▶ _INSTRUCTIONS FOR THE TASK_
Update the lines from the start of the records through the line containing "[278,542,402,672]", replacing "Sample query" with "Query text" and leaving everything else unchanged.

╭─ PROVIDED DATA

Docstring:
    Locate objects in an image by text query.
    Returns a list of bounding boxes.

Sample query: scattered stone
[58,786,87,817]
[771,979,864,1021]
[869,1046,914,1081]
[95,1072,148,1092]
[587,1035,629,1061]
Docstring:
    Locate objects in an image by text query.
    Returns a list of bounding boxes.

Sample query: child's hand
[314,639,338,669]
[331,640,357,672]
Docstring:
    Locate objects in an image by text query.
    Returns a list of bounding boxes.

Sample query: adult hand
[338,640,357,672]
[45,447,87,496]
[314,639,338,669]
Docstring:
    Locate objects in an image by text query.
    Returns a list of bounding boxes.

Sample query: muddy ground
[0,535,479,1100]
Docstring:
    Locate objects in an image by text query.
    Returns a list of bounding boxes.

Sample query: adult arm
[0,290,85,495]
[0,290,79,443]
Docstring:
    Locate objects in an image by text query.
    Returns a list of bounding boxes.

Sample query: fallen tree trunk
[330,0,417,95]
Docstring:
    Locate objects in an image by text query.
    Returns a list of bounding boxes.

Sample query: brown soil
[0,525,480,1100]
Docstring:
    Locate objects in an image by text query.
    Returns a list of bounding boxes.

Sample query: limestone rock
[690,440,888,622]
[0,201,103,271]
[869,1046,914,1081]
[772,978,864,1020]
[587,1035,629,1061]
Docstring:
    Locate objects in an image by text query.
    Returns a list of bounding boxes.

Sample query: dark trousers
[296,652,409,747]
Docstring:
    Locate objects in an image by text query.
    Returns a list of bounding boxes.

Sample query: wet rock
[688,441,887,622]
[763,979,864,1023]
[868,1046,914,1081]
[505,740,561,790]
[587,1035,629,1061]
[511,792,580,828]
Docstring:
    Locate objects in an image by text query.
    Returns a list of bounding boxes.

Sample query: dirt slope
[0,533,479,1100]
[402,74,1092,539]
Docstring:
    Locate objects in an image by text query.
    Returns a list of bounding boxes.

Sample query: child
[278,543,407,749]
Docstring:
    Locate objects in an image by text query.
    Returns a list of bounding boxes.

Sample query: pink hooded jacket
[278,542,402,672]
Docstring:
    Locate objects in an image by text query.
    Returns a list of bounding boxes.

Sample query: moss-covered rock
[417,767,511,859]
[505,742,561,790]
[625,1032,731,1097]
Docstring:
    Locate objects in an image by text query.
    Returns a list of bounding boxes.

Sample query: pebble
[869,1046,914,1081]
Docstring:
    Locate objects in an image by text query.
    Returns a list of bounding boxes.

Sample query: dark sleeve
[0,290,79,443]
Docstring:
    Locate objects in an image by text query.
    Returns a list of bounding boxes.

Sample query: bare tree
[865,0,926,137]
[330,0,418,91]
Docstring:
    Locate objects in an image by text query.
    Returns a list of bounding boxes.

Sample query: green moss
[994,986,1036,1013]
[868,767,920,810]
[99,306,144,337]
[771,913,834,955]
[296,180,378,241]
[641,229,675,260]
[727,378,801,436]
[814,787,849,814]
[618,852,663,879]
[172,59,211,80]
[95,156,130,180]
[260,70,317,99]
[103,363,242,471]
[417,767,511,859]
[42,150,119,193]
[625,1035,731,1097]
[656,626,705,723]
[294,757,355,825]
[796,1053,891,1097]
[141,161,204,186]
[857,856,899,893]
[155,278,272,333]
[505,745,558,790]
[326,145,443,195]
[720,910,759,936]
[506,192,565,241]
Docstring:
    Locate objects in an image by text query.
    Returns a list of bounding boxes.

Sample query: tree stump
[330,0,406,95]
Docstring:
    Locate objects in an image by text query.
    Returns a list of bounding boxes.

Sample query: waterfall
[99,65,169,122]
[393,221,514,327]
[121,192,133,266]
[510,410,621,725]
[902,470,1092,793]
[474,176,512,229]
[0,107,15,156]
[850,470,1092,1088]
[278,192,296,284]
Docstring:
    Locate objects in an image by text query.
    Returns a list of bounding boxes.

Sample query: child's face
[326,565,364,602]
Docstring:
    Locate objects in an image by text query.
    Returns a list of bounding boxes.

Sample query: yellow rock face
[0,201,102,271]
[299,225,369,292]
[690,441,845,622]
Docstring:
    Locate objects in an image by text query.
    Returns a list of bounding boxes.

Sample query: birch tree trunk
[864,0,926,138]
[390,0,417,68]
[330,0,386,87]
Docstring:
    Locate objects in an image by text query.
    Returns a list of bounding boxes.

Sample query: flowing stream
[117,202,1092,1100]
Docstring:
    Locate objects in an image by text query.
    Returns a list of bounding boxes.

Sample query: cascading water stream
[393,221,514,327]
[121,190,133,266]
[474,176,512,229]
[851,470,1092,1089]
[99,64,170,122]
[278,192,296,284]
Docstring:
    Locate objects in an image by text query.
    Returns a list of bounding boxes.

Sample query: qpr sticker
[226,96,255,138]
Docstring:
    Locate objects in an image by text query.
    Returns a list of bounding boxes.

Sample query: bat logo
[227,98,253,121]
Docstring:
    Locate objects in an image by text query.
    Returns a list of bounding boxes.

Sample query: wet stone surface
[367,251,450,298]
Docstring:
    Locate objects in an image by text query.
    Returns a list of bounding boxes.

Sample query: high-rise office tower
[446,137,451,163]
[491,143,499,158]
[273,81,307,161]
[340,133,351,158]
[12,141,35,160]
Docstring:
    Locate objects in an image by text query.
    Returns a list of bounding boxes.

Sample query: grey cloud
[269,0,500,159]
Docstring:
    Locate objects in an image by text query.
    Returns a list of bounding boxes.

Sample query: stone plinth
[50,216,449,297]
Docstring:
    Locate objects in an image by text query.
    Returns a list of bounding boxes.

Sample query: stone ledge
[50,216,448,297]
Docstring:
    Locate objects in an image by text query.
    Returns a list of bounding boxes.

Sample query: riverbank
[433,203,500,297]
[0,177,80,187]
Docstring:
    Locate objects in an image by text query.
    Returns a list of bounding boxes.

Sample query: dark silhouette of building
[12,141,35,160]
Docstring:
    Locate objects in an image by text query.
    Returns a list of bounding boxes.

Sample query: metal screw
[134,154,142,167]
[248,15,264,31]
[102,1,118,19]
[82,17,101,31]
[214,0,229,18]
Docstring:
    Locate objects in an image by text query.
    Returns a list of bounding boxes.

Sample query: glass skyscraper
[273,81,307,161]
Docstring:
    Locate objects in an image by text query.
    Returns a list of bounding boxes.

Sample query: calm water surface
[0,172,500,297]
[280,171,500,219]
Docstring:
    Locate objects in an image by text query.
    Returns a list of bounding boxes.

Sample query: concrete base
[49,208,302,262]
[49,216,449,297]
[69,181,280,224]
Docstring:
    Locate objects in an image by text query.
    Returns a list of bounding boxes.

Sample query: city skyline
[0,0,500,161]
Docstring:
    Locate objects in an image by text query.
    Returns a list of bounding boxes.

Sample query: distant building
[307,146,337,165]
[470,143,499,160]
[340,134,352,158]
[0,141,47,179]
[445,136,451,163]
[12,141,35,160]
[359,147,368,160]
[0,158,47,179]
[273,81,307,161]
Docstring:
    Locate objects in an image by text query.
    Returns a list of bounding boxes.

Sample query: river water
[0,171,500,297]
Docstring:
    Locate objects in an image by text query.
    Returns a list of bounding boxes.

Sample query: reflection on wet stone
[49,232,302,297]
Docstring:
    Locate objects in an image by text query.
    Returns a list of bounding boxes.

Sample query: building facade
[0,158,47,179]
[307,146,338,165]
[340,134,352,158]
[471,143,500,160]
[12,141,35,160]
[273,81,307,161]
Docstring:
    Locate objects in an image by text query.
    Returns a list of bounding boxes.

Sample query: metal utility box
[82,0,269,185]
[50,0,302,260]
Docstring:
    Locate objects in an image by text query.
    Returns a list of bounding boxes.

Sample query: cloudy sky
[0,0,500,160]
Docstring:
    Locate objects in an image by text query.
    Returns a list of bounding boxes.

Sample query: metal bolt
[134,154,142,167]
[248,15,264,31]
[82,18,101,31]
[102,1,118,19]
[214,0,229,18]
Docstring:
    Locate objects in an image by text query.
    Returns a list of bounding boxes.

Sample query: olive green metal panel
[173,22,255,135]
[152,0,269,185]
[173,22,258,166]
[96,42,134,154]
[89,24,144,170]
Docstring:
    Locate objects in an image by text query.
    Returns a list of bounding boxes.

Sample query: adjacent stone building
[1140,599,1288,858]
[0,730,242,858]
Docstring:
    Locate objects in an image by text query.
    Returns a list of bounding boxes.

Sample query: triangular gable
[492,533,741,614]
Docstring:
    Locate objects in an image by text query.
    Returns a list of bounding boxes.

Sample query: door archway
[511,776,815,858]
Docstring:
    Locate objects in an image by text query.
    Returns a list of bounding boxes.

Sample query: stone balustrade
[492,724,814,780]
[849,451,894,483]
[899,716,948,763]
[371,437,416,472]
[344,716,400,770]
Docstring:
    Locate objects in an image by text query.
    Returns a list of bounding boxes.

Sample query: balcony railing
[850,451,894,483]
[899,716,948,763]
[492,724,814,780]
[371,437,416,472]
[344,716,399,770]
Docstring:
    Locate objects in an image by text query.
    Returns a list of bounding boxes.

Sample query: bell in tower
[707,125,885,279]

╰─

▶ _ANSWER_
Docstring:
    Locate objects in an image by text query.
    Returns a list of bounding boxes.

Query text: scattered stone
[58,786,87,817]
[771,979,864,1021]
[869,1046,914,1081]
[95,1072,148,1092]
[587,1035,629,1061]
Docstring:
    Locate objects in an image by text query.
    Returns a list of bounding boxes.

Query text: child's hand
[314,639,338,669]
[331,640,357,672]
Docstring:
    Locate objects in an image by text query.
    Returns a list of bounding boxes.

Query text: adult hand
[338,640,357,672]
[45,447,87,496]
[314,639,338,669]
Docstring:
    Locate objects in an image by text query.
    Returns a list of bounding boxes.

Query text: muddy ground
[0,535,479,1100]
Docstring:
    Locate objects in an image by text query.
    Returns a list of bounding boxes.

Query text: adult arm
[0,290,85,495]
[0,290,79,443]
Docstring:
    Locate objects in an image by text query.
    Returns a list of bounding boxes.

Query text: fallen tree trunk
[330,0,417,95]
Docstring:
    Locate objects in an image by text query.
    Returns a list of bounding boxes.

Query text: brown soil
[0,525,480,1100]
Docstring:
    Locate objects in an image by text query.
    Returns a list of bounding boxes.

Query text: limestone rock
[690,440,888,622]
[0,201,103,271]
[869,1046,914,1081]
[772,978,864,1020]
[587,1035,629,1061]
Docstring:
    Locate objects in an image by text query.
    Returns a list of bounding boxes.

Query text: dark trousers
[296,652,409,747]
Docstring:
    Locate objects in an image by text query.
    Returns a list of bounding boxes.

Query text: wet rock
[688,441,887,622]
[763,979,864,1023]
[868,1046,914,1081]
[505,740,561,790]
[587,1035,629,1061]
[511,792,580,828]
Docstring:
    Locate objects in an image by text query.
    Returns a list of bounding boxes.

Query text: dirt slope
[0,533,479,1100]
[402,74,1092,539]
Docstring:
    Locate objects in an image by text query.
    Returns a list of bounding boxes.

Query text: child
[278,543,407,749]
Docstring:
    Locate objects in an image by text query.
    Returns a list of bounding boxes.

Query text: pink hooded jacket
[278,542,402,672]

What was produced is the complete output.